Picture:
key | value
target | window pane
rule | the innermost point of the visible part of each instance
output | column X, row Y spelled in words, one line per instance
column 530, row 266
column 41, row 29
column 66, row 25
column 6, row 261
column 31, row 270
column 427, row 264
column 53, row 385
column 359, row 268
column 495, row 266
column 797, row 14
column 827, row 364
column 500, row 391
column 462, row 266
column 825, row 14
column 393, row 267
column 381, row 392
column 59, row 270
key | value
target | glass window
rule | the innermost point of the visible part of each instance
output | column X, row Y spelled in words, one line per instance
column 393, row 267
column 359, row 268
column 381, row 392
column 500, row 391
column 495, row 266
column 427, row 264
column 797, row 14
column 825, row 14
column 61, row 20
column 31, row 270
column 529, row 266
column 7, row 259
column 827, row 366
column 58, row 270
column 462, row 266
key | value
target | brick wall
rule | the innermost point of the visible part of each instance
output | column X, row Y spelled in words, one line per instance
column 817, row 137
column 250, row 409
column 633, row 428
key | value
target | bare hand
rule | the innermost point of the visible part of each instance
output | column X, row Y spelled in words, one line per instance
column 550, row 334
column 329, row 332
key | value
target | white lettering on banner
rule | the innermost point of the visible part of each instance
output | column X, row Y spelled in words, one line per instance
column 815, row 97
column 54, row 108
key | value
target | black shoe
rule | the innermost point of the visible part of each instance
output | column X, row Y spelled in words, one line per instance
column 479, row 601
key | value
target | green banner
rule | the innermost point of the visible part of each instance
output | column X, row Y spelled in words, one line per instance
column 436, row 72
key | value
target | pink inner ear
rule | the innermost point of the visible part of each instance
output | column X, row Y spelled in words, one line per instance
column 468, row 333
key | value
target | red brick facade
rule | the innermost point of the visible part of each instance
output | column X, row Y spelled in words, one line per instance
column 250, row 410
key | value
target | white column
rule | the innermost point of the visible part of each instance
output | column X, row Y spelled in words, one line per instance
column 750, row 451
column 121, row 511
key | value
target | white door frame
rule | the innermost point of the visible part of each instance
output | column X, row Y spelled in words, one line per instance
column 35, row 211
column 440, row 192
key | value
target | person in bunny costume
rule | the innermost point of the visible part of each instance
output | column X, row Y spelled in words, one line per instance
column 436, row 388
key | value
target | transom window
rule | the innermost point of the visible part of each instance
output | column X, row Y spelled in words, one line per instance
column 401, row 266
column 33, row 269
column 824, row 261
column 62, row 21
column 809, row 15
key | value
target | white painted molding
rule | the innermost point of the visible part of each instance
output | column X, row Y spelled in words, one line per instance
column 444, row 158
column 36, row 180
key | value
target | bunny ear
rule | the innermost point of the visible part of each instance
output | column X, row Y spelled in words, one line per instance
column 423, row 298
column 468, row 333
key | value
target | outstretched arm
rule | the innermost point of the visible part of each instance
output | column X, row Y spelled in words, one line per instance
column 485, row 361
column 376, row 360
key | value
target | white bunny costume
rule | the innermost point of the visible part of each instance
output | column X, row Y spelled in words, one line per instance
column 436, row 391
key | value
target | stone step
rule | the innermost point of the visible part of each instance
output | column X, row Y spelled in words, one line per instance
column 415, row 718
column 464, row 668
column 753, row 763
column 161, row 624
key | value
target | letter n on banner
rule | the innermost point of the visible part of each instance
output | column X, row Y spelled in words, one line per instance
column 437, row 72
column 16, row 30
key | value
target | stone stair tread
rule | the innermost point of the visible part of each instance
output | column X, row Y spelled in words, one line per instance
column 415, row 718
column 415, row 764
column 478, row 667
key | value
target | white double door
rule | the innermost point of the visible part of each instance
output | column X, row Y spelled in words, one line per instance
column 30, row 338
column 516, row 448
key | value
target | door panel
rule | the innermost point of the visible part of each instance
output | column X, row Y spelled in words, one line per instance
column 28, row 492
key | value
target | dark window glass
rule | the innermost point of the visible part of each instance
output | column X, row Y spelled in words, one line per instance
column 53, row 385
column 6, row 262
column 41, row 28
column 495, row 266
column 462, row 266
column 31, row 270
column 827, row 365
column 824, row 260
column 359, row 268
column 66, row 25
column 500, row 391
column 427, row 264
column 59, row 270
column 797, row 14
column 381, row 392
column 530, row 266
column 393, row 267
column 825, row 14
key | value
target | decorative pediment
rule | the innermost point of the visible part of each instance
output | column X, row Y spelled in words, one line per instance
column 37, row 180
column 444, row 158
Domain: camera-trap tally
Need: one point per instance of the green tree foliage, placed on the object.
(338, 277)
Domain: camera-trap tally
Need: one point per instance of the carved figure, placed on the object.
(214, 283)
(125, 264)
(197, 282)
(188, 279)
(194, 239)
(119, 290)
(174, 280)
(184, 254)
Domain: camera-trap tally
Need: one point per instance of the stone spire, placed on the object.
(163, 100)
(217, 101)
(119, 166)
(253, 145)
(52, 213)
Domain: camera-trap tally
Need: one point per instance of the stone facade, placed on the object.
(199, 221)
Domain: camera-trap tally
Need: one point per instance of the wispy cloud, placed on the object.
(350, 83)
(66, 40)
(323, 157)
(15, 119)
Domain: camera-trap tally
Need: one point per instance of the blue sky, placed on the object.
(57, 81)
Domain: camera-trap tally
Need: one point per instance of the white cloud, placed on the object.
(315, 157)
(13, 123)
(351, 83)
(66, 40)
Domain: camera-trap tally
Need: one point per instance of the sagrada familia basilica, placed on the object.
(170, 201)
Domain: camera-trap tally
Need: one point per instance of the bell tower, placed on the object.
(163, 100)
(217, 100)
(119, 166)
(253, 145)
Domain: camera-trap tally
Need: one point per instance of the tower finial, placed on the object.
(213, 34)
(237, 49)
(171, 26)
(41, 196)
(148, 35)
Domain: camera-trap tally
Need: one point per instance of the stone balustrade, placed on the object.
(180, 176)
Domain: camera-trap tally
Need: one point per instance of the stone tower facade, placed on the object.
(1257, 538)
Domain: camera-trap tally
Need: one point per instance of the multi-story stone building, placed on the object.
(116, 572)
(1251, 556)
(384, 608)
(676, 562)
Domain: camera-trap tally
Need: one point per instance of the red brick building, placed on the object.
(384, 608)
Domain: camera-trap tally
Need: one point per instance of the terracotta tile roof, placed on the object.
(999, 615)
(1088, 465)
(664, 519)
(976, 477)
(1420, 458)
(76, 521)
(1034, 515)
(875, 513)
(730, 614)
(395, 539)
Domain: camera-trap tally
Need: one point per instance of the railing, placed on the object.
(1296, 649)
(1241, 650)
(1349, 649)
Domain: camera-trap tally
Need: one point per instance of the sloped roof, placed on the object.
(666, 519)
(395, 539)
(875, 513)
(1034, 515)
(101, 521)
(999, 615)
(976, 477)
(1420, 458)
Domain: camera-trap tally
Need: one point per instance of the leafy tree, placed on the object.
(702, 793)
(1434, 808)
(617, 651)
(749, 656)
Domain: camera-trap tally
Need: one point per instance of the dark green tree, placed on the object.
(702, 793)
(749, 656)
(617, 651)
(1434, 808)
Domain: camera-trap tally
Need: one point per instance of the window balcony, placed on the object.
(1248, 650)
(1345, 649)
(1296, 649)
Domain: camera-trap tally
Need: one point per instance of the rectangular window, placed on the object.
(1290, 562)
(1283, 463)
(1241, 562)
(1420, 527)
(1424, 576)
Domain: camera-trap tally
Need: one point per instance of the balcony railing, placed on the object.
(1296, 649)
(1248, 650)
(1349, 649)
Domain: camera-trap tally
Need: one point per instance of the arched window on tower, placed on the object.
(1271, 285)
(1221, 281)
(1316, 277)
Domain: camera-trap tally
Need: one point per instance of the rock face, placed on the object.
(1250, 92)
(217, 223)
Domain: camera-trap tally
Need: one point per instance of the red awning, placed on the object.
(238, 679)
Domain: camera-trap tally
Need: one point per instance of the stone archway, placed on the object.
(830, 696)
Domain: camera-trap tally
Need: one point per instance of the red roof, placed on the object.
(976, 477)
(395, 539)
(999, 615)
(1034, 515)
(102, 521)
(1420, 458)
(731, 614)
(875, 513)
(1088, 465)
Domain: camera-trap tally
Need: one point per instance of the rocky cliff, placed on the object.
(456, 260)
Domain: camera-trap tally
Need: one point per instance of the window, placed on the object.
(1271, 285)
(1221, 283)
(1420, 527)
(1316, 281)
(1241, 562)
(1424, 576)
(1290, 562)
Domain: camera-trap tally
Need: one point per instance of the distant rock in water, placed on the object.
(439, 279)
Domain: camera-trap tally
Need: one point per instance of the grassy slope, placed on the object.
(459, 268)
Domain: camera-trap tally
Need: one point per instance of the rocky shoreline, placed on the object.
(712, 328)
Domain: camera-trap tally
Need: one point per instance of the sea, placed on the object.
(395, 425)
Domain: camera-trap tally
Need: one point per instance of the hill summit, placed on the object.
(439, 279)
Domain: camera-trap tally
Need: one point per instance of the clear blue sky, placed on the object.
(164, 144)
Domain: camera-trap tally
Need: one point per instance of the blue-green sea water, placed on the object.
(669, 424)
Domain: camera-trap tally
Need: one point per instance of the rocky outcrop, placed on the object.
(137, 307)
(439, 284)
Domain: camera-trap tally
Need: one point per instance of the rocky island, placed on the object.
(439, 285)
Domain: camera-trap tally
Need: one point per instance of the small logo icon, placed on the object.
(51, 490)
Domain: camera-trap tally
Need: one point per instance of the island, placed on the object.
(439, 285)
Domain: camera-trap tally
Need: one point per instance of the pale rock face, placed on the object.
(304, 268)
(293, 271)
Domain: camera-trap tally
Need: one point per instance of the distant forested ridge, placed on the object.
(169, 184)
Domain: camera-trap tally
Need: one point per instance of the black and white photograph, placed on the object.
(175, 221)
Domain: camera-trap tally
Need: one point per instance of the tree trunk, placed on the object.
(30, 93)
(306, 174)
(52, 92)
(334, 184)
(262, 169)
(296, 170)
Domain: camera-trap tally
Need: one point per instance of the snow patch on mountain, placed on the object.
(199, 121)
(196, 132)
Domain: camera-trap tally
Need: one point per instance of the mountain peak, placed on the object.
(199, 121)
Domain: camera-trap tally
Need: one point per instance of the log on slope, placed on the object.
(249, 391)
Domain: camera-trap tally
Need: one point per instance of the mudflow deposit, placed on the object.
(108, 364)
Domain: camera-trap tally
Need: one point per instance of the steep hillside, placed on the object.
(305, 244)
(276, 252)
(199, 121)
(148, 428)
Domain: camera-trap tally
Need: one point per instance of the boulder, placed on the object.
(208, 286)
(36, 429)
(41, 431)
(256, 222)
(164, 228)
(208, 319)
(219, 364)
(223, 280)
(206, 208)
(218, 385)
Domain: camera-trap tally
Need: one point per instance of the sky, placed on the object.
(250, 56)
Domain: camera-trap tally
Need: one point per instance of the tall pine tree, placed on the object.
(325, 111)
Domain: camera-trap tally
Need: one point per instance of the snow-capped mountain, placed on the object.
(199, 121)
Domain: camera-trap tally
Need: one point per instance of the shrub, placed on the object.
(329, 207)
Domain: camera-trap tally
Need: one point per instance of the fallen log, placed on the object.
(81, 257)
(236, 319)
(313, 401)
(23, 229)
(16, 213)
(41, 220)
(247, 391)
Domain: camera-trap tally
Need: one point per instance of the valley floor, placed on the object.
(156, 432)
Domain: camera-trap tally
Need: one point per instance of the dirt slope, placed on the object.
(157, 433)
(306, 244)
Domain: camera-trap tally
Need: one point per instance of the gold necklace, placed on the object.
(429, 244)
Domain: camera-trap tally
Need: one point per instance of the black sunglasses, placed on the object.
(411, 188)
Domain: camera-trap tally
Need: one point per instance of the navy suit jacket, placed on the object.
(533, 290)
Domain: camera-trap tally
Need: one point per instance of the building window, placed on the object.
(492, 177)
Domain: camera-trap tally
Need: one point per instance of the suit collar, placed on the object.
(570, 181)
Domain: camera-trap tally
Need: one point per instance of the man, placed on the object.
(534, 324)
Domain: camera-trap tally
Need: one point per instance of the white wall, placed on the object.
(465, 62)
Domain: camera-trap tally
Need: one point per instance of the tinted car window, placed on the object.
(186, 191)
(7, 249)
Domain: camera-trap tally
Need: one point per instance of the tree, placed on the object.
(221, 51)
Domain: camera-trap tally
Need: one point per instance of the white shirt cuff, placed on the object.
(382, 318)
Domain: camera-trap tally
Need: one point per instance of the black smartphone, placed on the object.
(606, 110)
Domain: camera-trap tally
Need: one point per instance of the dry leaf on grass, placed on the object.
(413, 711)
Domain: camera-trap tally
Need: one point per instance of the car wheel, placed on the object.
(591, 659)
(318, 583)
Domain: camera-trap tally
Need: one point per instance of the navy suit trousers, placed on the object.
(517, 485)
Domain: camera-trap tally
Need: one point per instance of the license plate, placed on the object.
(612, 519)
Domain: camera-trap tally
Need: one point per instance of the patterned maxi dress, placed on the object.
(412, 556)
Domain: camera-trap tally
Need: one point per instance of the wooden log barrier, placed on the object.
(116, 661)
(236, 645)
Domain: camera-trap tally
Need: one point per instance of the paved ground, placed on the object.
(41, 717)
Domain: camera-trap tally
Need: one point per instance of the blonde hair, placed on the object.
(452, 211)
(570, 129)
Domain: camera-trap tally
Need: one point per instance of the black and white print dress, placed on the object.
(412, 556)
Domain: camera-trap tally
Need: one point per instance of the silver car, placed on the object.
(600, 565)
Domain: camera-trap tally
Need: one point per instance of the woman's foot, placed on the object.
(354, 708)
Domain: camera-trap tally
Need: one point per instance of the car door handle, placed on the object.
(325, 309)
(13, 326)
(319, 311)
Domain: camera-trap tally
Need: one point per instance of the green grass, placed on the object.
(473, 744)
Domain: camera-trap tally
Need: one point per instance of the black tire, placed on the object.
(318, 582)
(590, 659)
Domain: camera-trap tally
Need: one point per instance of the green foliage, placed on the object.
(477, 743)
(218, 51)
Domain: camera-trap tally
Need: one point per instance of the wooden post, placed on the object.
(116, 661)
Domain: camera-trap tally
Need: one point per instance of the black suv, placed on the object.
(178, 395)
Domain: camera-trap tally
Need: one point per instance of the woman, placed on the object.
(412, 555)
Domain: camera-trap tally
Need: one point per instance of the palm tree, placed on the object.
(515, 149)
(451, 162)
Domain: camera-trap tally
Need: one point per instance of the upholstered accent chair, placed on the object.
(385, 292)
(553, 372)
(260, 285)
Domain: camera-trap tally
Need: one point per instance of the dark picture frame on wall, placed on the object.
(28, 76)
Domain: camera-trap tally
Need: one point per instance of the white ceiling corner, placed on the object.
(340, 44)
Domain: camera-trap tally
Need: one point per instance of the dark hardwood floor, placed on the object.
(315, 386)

....

[Set task] Extract every line above that contains the word "mountain", and copy each one in full.

[Answer for this exercise]
Need: one point per instance of the snow patch on mountain, placed on the object.
Need: one point per instance of the mountain peak, placed on the object.
Need: one point per instance of the snow-capped mountain, placed on the object.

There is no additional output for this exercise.